* _Quoted text_:
** Begin **
Again, after googling Hindu and group marriage the Hindu Marriage Act came up which makes it illegal to have more than one spouse at a time. How do you rationalize that in your plan?

That's all my questions for the moment.
You r correct that bride's parents r to give away the bride(kanyadaan) to the groom. As her parents r no more, any elderly couple can adopt her as daughter(not legally, but only for the purpose of doing kanyadaan) and they can perform the kanyadaan and we will be requesting the priest to find a local couple for that.
Yes it is illeagal as per the act, but our second marriage will be a private affair between the four of us and in the eyes of the outside world we will be as we are today, i.e two legally married couples

Quote:
Does Hindu religion say that the marriage has to be in temple?

There is also arya samaj who can be contacted and be informed that love marriages are to be performed. Their procedures can be inquired.

Is a designated marriage required?

It seems like some sort of guilt feeling is getting into the relationship and this marriage part is being used as a cover up.
** End **
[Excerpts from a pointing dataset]
** Begin **
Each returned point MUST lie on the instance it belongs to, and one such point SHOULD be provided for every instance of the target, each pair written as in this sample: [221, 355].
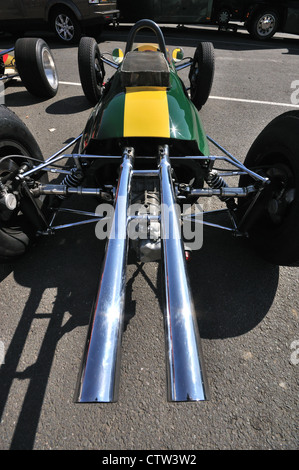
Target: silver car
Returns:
[67, 18]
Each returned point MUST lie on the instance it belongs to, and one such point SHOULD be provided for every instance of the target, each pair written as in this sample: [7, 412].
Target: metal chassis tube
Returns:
[186, 375]
[99, 375]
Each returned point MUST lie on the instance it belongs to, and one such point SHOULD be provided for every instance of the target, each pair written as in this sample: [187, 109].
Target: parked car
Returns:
[67, 18]
[262, 18]
[166, 11]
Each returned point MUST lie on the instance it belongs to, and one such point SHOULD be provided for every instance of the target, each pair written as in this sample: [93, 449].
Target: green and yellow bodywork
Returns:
[126, 113]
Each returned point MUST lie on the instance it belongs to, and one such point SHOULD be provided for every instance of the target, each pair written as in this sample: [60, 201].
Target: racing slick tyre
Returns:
[65, 25]
[273, 222]
[201, 74]
[18, 223]
[91, 69]
[36, 67]
[264, 25]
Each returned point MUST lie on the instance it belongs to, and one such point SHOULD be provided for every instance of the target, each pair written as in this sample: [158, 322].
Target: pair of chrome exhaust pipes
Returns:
[100, 369]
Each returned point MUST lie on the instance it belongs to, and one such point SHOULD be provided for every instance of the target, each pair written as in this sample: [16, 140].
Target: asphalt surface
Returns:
[248, 310]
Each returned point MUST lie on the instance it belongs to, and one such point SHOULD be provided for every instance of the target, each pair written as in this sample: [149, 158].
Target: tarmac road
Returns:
[248, 310]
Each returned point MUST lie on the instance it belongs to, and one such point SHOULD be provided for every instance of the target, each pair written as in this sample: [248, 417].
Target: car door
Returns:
[185, 11]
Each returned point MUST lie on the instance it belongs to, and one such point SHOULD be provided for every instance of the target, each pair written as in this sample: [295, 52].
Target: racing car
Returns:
[144, 160]
[31, 60]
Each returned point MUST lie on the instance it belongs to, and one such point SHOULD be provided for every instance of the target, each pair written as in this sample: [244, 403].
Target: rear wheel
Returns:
[18, 216]
[201, 74]
[273, 223]
[66, 26]
[36, 67]
[264, 25]
[91, 69]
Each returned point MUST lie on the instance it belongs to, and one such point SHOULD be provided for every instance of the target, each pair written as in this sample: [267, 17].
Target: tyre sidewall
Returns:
[279, 244]
[15, 238]
[253, 26]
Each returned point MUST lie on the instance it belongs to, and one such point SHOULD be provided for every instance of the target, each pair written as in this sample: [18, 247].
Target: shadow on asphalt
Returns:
[233, 290]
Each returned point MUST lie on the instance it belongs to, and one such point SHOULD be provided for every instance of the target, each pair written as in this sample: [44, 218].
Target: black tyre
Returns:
[201, 74]
[273, 223]
[36, 67]
[264, 25]
[91, 69]
[66, 26]
[17, 226]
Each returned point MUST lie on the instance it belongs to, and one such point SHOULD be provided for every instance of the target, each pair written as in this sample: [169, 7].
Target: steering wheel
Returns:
[146, 24]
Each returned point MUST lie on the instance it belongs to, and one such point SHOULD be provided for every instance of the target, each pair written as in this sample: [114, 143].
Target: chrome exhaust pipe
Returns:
[99, 376]
[186, 376]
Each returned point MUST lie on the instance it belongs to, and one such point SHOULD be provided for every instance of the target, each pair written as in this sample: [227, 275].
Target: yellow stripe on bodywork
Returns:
[146, 112]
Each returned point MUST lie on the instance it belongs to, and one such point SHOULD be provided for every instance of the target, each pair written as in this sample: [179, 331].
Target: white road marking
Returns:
[241, 100]
[70, 83]
[224, 98]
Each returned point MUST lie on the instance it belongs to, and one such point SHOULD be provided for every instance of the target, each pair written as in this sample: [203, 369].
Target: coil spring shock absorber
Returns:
[215, 181]
[72, 180]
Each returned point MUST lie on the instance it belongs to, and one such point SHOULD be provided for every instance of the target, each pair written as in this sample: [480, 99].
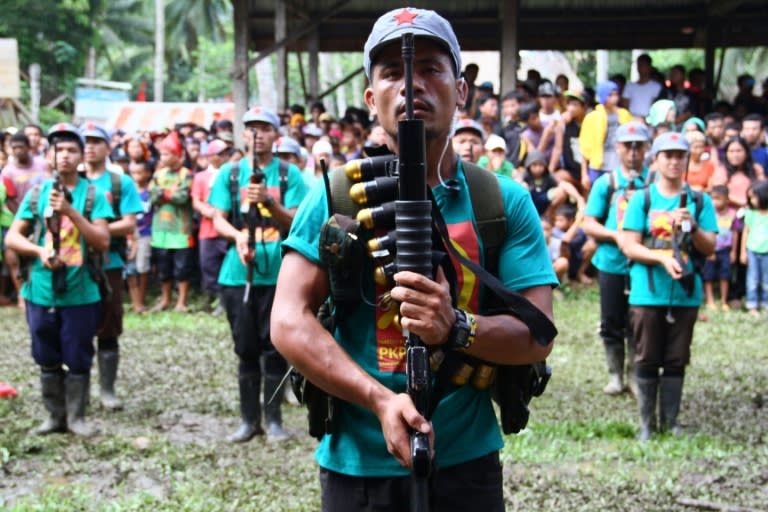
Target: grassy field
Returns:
[165, 450]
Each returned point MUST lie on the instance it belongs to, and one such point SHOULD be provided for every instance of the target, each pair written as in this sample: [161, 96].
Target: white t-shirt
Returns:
[641, 96]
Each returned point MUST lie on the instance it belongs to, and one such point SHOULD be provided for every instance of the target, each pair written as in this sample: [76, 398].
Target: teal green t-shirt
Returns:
[608, 257]
[465, 424]
[81, 289]
[267, 250]
[130, 203]
[169, 192]
[757, 236]
[658, 222]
** End **
* _Aim 1_: Please extract the part of the Hindu marriage text from "Yes it is illeagal" down to "designated marriage required?", copied word for word.
* _Aim 2_: Convert the entries, from the line containing "sample: [169, 7]." down to the final line of the entries with both ends included, into a Markdown table with columns Row and Line. Number each line, skip blank lines, and leave out the pictures.
The Hindu marriage text and the entries have no connection to each other.

* _Complete response 1_:
Yes it is illeagal as per the act, but our second marriage will be a private affair between the four of us and in the eyes of the outside world we will be as we are today, i.e two legally married couples

Quote:
Does Hindu religion say that the marriage has to be in temple?

There is also arya samaj who can be contacted and be informed that love marriages are to be performed. Their procedures can be inquired.

Is a designated marriage required?

* _Complete response 2_:
| Row | Line |
|---|---|
| 1 | Each returned point MUST lie on the instance it belongs to, and one such point SHOULD be provided for every instance of the target, each pair written as in this sample: [169, 7]. |
| 2 | Target: steering wheel |
| 3 | Returns: |
| 4 | [146, 24] |
| 5 | Each returned point MUST lie on the instance it belongs to, and one such point SHOULD be provided for every instance of the target, each pair written as in this sample: [114, 143]. |
| 6 | Target: chrome exhaust pipe |
| 7 | Returns: |
| 8 | [99, 376] |
| 9 | [186, 376] |
| 10 | Each returned point MUST lie on the instance it belongs to, and one such point SHOULD be provided for every instance of the target, each pair written as in this sample: [227, 275]. |
| 11 | Target: yellow stripe on bodywork |
| 12 | Returns: |
| 13 | [146, 112] |
| 14 | Each returned point MUST lie on the instance it belongs to, and one such point SHOULD be provided for every instance of the target, each pair written as in this sample: [179, 331]. |
| 15 | Target: white road marking |
| 16 | Returns: |
| 17 | [241, 100] |
| 18 | [70, 83] |
| 19 | [224, 98] |
| 20 | Each returned point MUST lie on the instance it belongs to, and one such point SHOULD be provided for every instance of the target, each pair written as in this sample: [203, 369]. |
| 21 | Target: coil spring shock absorber |
| 22 | Returns: |
| 23 | [215, 181] |
| 24 | [72, 180] |
| 25 | Each returned point MUST lie on the instance it belongs to, and one such point SHOULD be provided for every instance of the target, each pair written as in this sample: [480, 99]. |
| 26 | Target: grassy field |
| 27 | Returns: |
| 28 | [165, 450] |
| 29 | Each returned point MUST lie on the instance it belongs to, and one such point SHOULD be provided for every instance of the target, each pair written as in this sample: [161, 96]. |
| 30 | Target: white t-shirt |
| 31 | Returns: |
| 32 | [641, 96] |
| 33 | Each returned point MUST lie on the instance it belongs to, and one such point SHOULD be provided for every instance of the target, each pair written as in this sample: [76, 398]. |
| 34 | Target: teal green t-shirt |
| 35 | Returns: |
| 36 | [608, 257] |
| 37 | [465, 424] |
| 38 | [81, 289] |
| 39 | [267, 250] |
| 40 | [130, 203] |
| 41 | [169, 192] |
| 42 | [757, 236] |
| 43 | [658, 222] |